#### Directions for this task
Output all of the entries below precisely as written.

#### Given information
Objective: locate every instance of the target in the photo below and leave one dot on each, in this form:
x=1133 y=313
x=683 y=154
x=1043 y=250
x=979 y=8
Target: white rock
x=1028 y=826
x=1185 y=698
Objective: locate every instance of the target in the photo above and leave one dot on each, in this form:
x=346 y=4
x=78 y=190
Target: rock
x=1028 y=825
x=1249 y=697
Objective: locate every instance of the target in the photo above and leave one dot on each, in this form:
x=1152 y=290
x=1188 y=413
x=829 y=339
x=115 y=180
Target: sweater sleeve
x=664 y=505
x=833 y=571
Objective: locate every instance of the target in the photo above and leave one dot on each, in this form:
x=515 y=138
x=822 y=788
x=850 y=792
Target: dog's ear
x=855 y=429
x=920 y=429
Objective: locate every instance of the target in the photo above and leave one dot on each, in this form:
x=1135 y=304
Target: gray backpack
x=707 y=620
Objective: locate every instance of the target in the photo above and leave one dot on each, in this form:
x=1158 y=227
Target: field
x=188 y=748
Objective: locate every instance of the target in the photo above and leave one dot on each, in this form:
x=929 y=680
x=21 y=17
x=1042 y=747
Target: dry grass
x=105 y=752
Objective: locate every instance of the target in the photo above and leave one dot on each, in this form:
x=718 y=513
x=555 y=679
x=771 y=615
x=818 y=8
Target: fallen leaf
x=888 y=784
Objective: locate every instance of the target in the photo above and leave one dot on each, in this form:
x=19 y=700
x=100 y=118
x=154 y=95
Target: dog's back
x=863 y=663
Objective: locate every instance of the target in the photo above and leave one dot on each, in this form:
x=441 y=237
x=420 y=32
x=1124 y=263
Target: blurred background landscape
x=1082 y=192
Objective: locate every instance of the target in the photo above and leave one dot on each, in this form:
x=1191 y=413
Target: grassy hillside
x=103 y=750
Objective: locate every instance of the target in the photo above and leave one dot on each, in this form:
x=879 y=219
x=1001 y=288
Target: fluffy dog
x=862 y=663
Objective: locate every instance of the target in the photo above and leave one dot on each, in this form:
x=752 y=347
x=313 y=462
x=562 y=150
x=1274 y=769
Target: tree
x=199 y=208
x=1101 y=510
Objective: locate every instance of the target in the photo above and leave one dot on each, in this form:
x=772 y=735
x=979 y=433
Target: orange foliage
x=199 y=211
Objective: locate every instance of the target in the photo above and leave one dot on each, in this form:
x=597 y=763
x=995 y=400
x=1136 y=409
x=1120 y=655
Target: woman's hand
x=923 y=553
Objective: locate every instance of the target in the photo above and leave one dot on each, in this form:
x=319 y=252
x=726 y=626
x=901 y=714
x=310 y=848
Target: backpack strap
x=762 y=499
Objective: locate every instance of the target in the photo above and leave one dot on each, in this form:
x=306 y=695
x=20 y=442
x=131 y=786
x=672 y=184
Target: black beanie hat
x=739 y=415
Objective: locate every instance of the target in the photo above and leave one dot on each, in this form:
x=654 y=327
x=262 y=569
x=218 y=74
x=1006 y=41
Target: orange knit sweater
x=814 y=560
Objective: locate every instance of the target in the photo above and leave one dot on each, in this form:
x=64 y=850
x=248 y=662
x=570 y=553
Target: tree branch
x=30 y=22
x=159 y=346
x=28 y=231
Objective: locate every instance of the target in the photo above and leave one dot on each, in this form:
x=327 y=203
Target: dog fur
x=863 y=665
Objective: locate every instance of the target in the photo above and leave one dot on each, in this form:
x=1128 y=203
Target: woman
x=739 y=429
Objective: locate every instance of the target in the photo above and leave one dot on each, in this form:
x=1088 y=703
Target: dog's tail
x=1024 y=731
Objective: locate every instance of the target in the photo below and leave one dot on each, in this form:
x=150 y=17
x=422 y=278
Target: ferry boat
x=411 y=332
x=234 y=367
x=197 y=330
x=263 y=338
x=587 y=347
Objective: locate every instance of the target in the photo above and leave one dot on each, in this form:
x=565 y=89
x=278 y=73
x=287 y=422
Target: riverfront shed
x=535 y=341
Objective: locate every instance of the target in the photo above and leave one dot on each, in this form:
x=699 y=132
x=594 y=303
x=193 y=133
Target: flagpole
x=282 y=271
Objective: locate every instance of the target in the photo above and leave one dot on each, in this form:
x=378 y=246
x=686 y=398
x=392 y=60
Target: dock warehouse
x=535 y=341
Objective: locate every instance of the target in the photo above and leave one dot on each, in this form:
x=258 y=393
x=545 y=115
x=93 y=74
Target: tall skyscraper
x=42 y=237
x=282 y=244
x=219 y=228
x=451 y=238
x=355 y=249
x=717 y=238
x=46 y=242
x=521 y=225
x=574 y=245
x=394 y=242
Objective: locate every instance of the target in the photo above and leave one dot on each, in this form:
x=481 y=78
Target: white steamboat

#### Task answer
Objective: locate every instance of the target in the photo below and leave one dot on each, in this form:
x=1133 y=313
x=683 y=154
x=1043 y=250
x=979 y=8
Target: white rock
x=1028 y=826
x=1185 y=698
Objective: locate every instance of the target in the photo above and leave one dot on each, in this form:
x=346 y=4
x=78 y=190
Target: rock
x=1028 y=825
x=1249 y=697
Objective: locate every instance of the target in the photo above and leave one dot on each, in this form:
x=1152 y=290
x=1188 y=413
x=829 y=339
x=115 y=180
Target: sweater sleeve
x=664 y=505
x=833 y=571
Objective: locate every instance of the target in the photo above and leave one dot on each, in this form:
x=515 y=138
x=822 y=788
x=850 y=792
Target: dog's ear
x=855 y=429
x=920 y=429
Objective: locate every instance of the target in the photo above and leave one dot on each, in this form:
x=1135 y=304
Target: gray backpack
x=707 y=620
Objective: locate every instance of the target in the photo above and leave one dot on each, in this form:
x=1158 y=227
Target: field
x=188 y=748
Objective: locate every instance of the target in the photo above and leave one dot on each, in this form:
x=929 y=680
x=21 y=17
x=1042 y=747
Target: dry grass
x=105 y=752
Objective: locate every instance of the target in the photo above and leave one dot on each, in this form:
x=718 y=513
x=555 y=679
x=771 y=615
x=818 y=8
Target: fallen leaf
x=888 y=784
Objective: locate every instance of the target in the photo above and leave one dot on each, in this form:
x=19 y=700
x=100 y=118
x=154 y=95
Target: dog's back
x=863 y=663
Objective: locate every instance of the target in the photo above and leave one dot on each, in this form:
x=441 y=237
x=420 y=32
x=1124 y=263
Target: blurred background landscape
x=1082 y=192
Objective: locate every instance of the target in the photo above and leave one dot on each, in this form:
x=1191 y=413
Target: grassy hillside
x=103 y=750
Objective: locate every instance of the target in the photo above and leave one dot on each, in this form:
x=879 y=219
x=1001 y=288
Target: fluffy dog
x=862 y=663
Objective: locate every instance of the target in the photo above and leave one dot on each, in this form:
x=752 y=347
x=313 y=462
x=562 y=150
x=1274 y=769
Target: tree
x=199 y=208
x=1101 y=510
Objective: locate every instance of the target in the photo above and leave one dot on each, in this form:
x=772 y=735
x=979 y=433
Target: orange foliage
x=199 y=211
Objective: locate every instance of the target in the photo above and leave one dot on each, in this form:
x=597 y=763
x=995 y=400
x=1136 y=409
x=1120 y=655
Target: woman's hand
x=923 y=553
Objective: locate every instance of the target in the photo above and leave one dot on each, in this form:
x=319 y=252
x=726 y=626
x=901 y=714
x=310 y=848
Target: backpack strap
x=762 y=499
Objective: locate every instance of the target in the photo above and leave one dot on each, in this form:
x=306 y=695
x=20 y=442
x=131 y=786
x=672 y=184
Target: black beanie hat
x=739 y=415
Objective: locate every instance of the target in the photo above and leave one dot on each, in this form:
x=654 y=327
x=262 y=569
x=218 y=74
x=1006 y=41
Target: orange knit sweater
x=814 y=560
Objective: locate every instance of the target in the photo above and leave one dot on each, in this form:
x=64 y=850
x=248 y=662
x=570 y=553
Target: tree branch
x=30 y=22
x=159 y=346
x=28 y=231
Objective: locate every instance of the target in the photo above and leave one dot on each, in this form:
x=327 y=203
Target: dog fur
x=863 y=665
Objective: locate every instance of the target in the photo above and leave one dot on each, in this form:
x=1128 y=203
Target: woman
x=739 y=429
Objective: locate every instance of the target in the photo above and leave one dot on each, in this form:
x=1088 y=703
Target: dog's tail
x=1024 y=731
Objective: locate every instance of the target in the photo below and leave one dot on each, in this form:
x=150 y=17
x=422 y=278
Target: ferry boat
x=411 y=332
x=234 y=367
x=197 y=330
x=263 y=338
x=587 y=347
Objective: locate every instance of the target in the photo above and leave one dot on each, in this form:
x=565 y=89
x=278 y=73
x=287 y=422
Target: riverfront shed
x=535 y=341
Objective: locate every instance of the target in the photo above and leave one dot on each, in this form:
x=699 y=132
x=594 y=303
x=193 y=133
Target: flagpole
x=282 y=271
Objective: locate every instance of the target in the photo above and leave one dot on each, in this form:
x=378 y=246
x=686 y=398
x=392 y=60
Target: dock warehouse
x=535 y=341
Objective: locate every instance of the target in the photo above and leave one dot on each, in this form:
x=258 y=393
x=545 y=115
x=93 y=74
Target: tall skyscraper
x=42 y=237
x=282 y=244
x=219 y=228
x=451 y=238
x=355 y=249
x=717 y=238
x=46 y=242
x=521 y=225
x=574 y=245
x=394 y=242
Objective: locate every instance of the target in the photo above and leave one dot on each, in this form:
x=481 y=78
Target: white steamboat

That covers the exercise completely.